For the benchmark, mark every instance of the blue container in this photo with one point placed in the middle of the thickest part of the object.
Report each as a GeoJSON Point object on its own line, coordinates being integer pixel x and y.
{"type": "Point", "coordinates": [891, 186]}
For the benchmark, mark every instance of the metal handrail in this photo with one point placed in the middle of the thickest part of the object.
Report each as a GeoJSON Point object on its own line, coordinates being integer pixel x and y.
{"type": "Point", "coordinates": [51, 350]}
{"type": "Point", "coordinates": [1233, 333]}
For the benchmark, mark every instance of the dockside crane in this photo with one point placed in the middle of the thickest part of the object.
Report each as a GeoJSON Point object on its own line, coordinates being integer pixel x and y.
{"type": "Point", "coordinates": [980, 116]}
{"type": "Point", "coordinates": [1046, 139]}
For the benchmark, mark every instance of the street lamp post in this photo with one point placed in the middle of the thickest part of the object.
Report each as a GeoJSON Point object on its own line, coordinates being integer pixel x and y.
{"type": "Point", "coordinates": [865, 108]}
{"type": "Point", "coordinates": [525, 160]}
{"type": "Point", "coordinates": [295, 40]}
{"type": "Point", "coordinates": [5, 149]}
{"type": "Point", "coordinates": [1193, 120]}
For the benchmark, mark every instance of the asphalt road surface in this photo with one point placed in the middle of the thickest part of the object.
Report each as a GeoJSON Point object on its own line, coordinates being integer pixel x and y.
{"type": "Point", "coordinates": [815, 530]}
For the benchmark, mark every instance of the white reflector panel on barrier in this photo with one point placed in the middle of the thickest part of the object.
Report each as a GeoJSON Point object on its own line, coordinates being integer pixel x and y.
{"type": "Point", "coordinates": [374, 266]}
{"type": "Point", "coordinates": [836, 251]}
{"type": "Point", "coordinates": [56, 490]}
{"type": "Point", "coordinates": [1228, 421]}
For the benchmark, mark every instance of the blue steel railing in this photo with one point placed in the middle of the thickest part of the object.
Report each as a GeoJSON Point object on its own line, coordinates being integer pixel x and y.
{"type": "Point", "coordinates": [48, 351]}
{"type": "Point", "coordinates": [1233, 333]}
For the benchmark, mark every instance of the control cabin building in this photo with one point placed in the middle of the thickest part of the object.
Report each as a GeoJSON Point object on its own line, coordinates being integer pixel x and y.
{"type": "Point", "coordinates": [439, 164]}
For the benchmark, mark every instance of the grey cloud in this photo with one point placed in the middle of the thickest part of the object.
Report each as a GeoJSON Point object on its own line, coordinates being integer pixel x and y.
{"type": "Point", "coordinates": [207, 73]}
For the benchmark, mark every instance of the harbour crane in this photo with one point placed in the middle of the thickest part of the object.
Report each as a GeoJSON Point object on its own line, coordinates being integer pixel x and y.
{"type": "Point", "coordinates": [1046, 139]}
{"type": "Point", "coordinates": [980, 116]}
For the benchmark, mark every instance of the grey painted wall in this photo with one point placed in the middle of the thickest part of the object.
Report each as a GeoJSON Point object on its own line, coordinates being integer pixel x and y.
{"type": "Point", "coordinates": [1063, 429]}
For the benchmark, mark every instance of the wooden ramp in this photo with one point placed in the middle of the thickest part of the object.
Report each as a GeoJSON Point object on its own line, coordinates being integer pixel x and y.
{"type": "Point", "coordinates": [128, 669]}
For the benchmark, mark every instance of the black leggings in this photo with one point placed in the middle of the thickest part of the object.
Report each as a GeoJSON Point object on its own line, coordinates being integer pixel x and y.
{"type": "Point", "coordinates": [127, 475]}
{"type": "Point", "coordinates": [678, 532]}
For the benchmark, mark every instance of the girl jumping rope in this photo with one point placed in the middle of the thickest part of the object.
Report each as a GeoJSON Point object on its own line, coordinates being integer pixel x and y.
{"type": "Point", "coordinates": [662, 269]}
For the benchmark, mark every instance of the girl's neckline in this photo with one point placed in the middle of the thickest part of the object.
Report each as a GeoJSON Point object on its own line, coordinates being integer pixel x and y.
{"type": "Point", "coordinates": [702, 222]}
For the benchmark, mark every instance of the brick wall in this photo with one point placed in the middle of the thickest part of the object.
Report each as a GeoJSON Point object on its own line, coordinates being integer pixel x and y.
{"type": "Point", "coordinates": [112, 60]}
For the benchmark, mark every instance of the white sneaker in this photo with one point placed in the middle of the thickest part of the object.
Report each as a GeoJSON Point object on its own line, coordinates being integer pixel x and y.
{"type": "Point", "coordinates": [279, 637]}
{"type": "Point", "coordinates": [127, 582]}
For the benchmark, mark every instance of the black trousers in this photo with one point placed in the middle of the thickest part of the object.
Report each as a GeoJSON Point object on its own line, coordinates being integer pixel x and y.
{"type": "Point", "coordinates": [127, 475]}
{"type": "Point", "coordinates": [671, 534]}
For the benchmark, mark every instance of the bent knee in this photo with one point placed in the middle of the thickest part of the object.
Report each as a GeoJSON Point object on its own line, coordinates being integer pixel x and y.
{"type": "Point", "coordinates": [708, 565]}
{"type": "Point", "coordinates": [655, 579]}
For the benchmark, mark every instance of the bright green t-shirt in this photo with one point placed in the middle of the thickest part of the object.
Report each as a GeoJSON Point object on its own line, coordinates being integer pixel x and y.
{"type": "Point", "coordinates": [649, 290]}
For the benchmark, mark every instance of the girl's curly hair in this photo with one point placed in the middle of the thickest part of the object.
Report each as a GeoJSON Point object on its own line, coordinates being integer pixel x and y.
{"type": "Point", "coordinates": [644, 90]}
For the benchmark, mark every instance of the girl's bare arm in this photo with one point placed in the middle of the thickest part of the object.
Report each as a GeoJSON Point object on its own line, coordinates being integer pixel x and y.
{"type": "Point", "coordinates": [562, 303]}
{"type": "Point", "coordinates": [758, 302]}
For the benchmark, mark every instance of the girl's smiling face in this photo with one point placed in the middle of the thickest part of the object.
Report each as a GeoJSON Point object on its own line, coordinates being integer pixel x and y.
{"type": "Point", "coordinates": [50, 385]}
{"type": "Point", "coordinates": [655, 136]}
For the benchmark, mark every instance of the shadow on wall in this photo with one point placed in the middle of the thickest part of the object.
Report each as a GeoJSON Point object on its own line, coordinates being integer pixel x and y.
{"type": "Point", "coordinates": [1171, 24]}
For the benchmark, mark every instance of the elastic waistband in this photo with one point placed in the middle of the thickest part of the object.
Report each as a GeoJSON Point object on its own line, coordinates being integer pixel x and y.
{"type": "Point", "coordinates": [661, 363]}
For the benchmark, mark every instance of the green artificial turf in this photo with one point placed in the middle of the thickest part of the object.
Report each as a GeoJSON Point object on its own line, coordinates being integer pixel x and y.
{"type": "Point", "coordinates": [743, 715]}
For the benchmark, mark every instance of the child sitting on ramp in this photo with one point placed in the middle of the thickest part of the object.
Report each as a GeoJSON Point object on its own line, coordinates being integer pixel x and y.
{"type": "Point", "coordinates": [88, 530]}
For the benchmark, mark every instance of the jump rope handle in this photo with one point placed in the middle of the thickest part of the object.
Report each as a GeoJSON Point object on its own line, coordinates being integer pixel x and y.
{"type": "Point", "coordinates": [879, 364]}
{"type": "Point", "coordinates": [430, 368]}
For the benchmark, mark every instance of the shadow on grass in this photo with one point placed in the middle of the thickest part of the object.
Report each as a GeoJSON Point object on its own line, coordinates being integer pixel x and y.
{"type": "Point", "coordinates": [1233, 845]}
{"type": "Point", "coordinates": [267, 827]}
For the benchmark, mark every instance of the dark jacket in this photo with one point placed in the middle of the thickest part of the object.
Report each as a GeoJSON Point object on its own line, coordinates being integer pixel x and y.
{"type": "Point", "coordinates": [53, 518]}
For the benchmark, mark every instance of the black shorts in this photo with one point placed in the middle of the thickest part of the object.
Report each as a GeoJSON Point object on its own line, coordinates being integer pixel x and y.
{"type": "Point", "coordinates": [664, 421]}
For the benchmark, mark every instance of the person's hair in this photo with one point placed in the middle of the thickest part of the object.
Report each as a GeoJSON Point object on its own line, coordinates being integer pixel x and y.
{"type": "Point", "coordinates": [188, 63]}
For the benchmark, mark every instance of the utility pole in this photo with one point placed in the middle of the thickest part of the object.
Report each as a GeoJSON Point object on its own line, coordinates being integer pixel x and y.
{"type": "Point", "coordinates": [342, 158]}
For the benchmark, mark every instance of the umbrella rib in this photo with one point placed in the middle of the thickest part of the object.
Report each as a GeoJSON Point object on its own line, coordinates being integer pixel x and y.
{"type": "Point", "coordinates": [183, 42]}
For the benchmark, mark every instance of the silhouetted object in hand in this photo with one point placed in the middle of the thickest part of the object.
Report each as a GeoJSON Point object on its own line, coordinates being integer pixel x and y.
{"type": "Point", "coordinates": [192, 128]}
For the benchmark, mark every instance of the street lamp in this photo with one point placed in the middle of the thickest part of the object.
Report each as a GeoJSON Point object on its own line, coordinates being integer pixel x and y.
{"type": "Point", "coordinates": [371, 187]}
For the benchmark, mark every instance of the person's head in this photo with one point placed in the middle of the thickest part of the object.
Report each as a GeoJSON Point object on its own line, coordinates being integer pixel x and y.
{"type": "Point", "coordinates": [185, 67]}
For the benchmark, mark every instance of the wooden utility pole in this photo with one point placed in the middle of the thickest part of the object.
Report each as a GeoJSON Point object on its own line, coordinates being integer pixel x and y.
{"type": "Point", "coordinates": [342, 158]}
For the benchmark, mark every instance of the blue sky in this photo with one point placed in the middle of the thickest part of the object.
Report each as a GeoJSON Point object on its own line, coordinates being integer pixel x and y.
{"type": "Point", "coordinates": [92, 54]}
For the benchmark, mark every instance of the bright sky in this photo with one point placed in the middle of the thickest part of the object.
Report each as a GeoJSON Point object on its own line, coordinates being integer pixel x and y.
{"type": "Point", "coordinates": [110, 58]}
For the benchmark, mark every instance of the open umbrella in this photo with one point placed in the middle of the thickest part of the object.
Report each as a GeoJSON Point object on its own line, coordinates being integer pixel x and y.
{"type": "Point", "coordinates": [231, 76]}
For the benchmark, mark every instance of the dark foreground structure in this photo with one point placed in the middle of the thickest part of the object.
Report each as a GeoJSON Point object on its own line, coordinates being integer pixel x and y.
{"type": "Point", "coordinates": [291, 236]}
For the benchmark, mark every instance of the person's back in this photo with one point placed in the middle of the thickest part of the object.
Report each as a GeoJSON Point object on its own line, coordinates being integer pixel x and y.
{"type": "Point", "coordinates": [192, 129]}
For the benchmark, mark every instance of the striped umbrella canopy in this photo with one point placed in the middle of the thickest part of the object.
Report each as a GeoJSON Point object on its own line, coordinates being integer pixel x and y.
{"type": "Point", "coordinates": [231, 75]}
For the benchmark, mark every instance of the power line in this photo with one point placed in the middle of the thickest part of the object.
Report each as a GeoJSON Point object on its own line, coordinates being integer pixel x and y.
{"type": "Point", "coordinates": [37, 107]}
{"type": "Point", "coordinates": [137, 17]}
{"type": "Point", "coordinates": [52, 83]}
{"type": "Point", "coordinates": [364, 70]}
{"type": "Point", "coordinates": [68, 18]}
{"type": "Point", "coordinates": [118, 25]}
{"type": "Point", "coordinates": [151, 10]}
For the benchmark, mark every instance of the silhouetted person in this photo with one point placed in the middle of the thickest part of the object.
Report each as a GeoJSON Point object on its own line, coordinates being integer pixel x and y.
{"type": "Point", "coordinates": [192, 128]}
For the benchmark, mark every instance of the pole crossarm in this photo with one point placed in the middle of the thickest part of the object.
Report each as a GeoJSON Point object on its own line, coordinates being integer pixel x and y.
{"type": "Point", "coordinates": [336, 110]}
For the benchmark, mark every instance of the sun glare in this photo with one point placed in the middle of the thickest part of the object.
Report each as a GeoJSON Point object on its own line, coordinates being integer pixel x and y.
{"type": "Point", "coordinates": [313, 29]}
# # #
TASK DETAILS => Reproduce, word for word, only the lines from the one that contains "For the benchmark, mark every instance of the silhouetted person" through the final line.

WRITTEN SOLUTION =>
For the benchmark, mark every instance of the silhouetted person in this photo with one point placed in the middle of the thickest part of the object.
Report each as a GeoJSON Point object on its own line, coordinates being integer pixel x and y.
{"type": "Point", "coordinates": [192, 128]}
For the benchmark, mark every instance of the pole crossarm in this photo with one point placed in the middle of the thickest part of the object.
Report each as a GeoJSON Point object on its own line, coordinates being integer pixel x and y.
{"type": "Point", "coordinates": [336, 110]}
For the benchmark, mark every instance of the sun glare in this photo with one point placed in the middle of the thickest part of the object.
Report each as a GeoJSON Point object on its own line, coordinates being integer pixel x and y.
{"type": "Point", "coordinates": [313, 29]}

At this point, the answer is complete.